GIVEN TEXT -
Rudyard Kipling’s poem IF is a tribute to Leander Starr Jameson, a Victorian war hero who led the failed Jameson Raid against the Transvaal Republic. I know this history because in the 1960s I taught at Jameson High School in Zimbabwe. The school was named in the man’s honor as were two of the four student dormitories, Starr and Leander. All this is in my upcoming memoir, of course, so I’ll get back to Kipling’s poem. It begins: If you can keep your head when all about you are losing theirs…
Frankly, that’s a big IF these days which is probably why the poem came to mind. The upcoming presidential elections have been spiked with surprises, studded with conspiracy theories and hammered by the Coronavirus. Before the pandemic, many questioned our President’s competence. Today, as he moves to contain the bad news rather than cope with the infection, few of us are left with any doubt.
I have decided to brace for the pandemic as Kipling suggests—trying to keep my head about me. But with so much stoic energy assigned to the big stuff, I’m finding it hard to endure the small stuff. For example, our state has ordered retirement centers and nursing homes to be closed to outside visitors, separating worried families from their elderly relatives. On the surface, it makes sense. But, carefully examined, it makes none.

Stored entries
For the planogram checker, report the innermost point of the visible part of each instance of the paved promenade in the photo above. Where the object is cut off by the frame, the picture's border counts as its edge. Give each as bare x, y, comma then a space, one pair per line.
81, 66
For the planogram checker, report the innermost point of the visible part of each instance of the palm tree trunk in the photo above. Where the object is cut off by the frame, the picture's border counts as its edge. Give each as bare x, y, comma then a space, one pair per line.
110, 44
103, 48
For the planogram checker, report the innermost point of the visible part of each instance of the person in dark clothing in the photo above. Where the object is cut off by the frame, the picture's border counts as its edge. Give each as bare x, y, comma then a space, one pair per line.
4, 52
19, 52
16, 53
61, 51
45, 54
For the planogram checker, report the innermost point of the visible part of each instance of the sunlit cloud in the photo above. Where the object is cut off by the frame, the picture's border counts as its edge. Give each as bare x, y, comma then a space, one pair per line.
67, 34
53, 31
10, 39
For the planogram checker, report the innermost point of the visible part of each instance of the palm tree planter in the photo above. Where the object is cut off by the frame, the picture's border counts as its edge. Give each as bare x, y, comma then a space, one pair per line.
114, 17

--

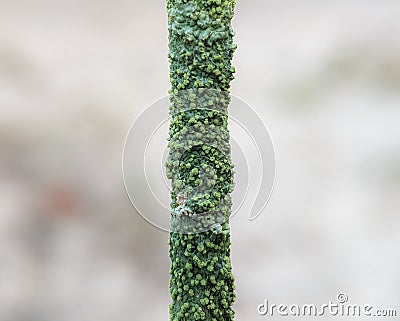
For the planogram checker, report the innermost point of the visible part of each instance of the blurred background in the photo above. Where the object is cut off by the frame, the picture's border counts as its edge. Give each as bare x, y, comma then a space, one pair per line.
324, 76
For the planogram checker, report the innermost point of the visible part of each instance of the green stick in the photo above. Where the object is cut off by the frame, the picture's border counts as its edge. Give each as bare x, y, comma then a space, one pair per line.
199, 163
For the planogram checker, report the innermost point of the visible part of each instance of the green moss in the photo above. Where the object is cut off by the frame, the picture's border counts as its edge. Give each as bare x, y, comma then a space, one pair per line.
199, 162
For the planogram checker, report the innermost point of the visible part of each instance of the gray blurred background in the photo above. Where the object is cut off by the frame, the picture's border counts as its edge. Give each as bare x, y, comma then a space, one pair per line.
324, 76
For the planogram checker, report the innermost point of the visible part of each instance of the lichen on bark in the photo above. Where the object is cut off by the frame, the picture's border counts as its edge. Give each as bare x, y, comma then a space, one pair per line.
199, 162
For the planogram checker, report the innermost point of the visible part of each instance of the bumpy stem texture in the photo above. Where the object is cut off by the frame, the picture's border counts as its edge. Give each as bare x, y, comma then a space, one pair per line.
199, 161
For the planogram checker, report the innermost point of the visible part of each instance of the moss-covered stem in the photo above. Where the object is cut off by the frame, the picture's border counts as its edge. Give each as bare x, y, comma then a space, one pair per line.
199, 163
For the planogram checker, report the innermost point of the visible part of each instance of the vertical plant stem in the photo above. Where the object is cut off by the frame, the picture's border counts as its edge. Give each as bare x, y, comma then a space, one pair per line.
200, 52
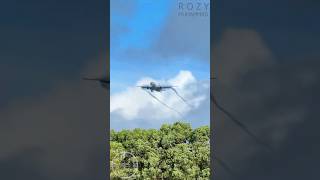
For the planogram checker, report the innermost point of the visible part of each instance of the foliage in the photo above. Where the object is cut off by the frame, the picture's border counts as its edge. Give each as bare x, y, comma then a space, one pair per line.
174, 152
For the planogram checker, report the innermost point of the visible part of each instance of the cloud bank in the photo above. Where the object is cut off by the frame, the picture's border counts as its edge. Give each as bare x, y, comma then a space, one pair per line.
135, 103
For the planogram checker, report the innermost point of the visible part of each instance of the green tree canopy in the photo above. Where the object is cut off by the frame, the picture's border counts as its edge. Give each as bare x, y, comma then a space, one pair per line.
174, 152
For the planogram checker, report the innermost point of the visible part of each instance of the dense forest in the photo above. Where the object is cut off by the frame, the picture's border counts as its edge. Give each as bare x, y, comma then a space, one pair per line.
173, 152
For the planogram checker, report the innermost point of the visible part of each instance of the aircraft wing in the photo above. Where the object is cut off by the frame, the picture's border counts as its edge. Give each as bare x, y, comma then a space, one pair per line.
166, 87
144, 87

...

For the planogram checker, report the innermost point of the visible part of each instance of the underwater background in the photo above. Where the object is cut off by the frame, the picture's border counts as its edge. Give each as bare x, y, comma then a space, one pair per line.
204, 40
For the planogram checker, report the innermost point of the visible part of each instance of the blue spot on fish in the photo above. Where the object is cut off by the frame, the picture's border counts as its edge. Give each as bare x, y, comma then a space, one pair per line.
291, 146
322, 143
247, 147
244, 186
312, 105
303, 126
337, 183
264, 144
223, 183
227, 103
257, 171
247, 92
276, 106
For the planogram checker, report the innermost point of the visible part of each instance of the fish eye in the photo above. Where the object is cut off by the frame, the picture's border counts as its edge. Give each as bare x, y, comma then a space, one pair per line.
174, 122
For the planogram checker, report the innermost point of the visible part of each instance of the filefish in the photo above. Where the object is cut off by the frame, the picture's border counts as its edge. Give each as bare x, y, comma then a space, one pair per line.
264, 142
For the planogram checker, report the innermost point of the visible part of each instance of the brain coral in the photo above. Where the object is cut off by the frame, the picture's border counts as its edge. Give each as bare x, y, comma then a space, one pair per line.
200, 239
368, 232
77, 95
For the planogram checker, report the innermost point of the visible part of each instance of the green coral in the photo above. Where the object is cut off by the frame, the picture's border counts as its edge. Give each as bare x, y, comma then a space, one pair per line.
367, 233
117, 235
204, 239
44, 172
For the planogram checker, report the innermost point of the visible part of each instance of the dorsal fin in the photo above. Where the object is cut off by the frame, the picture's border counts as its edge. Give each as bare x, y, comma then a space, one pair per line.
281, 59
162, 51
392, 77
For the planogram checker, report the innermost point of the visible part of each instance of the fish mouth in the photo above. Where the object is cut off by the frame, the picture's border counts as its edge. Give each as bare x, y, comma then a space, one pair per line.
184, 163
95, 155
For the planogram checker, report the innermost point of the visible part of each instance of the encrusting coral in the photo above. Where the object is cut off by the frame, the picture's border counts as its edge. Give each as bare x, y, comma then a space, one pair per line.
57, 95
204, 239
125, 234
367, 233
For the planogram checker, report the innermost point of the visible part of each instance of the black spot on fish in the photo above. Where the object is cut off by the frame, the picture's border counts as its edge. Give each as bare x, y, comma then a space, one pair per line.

REQUIRED WORK - Proceed with the essay on Kipling's poem and the pandemic, writing on from its last sentence. The records stand apart from the essay and are unrelated to it.

RESULT FOR THIS TASK -
Because our President has been slow to acknowledge the pandemic and because test kits for the virus are few, we have no way of separating those who are infected from those who aren’t. In the meantime, while folks can’t get into the retirement center to see loved ones, residents like me can go out. Every day, we wander into the open air to shop, have lunch with friends or see a movie, facing no impediments. Later, we return to our domiciles giving little thought to the virus wad sticking to our shoes like gum. This half-a-precaution seems pointless, like attempting to keep mosquitoes out of the house by installing the bottom portion of a screen door.
A little candor would suit me better than half measures. That way, I wouldn’t be tempted to imagine the government can protect me. I’d know I’d have to protect myself as well as my friends. I’d begin by keeping a safe distance from them, quarantining myself if I feel ill, and washing my hands frequently.
In the meantime, I grit my teeth and wait for November in the hope of ridding this country of Donald Trump, a man who has proved to be a greater plague upon this country than the Coronavirus.